* **What the task requires**
Could you reproduce, character for character, the stretch of data below from the line containing "[search] metal bowl" through the line containing "[426,435,618,584]", both of those lines included, and nothing else?

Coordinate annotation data
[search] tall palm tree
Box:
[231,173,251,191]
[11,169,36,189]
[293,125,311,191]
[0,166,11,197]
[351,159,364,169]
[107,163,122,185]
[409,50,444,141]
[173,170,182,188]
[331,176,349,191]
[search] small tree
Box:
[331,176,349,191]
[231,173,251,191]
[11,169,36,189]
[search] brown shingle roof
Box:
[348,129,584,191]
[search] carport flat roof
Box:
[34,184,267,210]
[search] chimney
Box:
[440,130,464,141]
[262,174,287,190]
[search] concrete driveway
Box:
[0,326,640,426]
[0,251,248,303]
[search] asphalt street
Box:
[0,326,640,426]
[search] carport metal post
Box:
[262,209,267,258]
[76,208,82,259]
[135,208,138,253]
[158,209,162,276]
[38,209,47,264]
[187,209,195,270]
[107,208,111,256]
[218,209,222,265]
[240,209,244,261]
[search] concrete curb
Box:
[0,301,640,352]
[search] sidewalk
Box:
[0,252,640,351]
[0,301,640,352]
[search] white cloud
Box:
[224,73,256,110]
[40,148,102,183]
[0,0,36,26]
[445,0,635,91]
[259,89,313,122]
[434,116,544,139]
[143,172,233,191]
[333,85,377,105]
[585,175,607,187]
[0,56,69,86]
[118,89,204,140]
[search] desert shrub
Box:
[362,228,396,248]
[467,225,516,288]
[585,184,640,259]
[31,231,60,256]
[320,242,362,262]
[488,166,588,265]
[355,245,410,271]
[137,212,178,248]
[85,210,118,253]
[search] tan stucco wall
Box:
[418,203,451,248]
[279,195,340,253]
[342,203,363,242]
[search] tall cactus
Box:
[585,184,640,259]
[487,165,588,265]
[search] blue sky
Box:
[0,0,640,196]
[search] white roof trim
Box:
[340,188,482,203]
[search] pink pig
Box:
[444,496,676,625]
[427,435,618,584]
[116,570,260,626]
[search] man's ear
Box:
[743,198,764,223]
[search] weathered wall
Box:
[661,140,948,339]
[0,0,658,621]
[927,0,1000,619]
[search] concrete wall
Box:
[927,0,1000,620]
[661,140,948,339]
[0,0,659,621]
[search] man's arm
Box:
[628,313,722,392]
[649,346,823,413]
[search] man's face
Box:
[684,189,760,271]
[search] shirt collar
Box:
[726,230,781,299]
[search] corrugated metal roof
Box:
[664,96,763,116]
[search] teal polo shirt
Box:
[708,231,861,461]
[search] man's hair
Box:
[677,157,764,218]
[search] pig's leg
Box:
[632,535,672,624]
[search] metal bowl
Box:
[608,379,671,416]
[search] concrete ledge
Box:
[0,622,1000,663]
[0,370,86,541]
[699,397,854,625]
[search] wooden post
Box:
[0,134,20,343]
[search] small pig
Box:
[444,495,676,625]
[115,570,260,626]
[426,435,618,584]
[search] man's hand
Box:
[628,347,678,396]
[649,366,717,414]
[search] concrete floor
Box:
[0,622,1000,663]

...

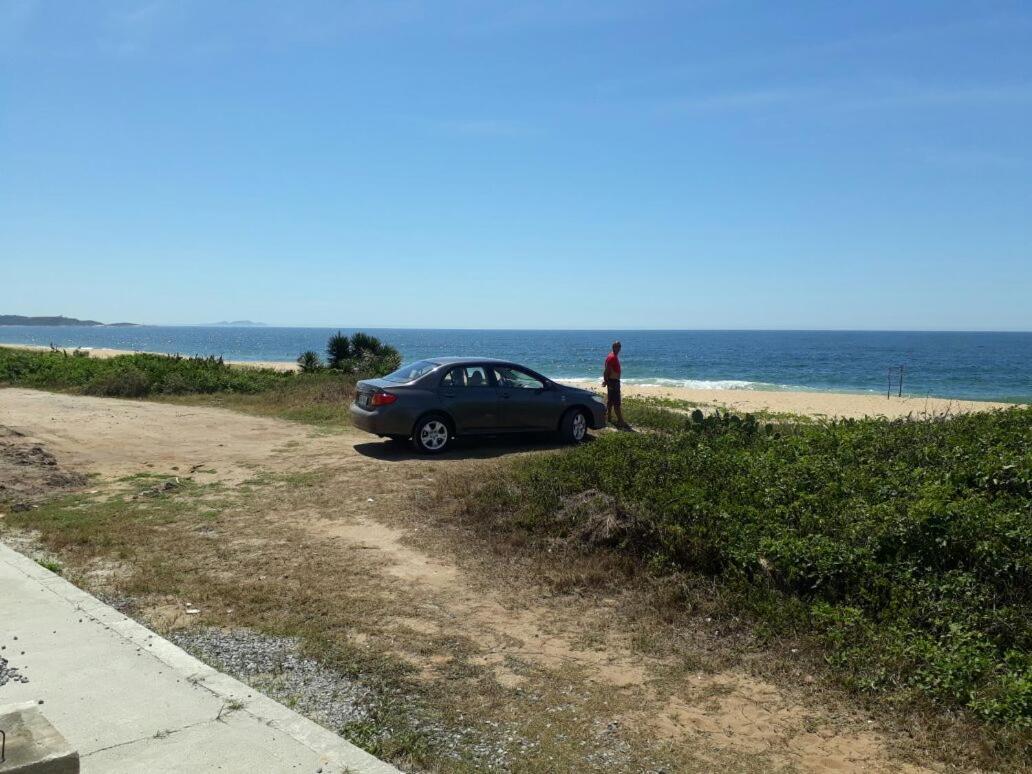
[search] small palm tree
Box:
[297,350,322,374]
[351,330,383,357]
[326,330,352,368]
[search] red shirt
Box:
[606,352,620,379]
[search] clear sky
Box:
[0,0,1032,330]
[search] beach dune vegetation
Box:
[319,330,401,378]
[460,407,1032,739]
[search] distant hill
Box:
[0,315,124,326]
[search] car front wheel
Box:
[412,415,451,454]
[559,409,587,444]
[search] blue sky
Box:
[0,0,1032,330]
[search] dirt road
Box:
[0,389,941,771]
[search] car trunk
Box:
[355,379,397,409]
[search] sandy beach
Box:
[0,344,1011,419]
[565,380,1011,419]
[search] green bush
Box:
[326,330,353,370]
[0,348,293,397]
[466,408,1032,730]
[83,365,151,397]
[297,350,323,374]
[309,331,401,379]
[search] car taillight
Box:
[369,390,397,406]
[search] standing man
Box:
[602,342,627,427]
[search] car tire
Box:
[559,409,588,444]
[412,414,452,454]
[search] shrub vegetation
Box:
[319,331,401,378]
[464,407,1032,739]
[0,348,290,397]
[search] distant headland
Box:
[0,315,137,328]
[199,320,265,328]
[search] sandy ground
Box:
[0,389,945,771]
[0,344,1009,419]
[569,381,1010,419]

* **Full answer**
[search] metal bowl
Box:
[608,379,671,416]
[search] concrete ledge
Box:
[0,622,1000,663]
[0,370,86,541]
[699,397,854,625]
[search] wooden post
Box:
[0,134,20,343]
[search] small pig
Box:
[444,495,676,625]
[115,570,260,626]
[426,435,618,584]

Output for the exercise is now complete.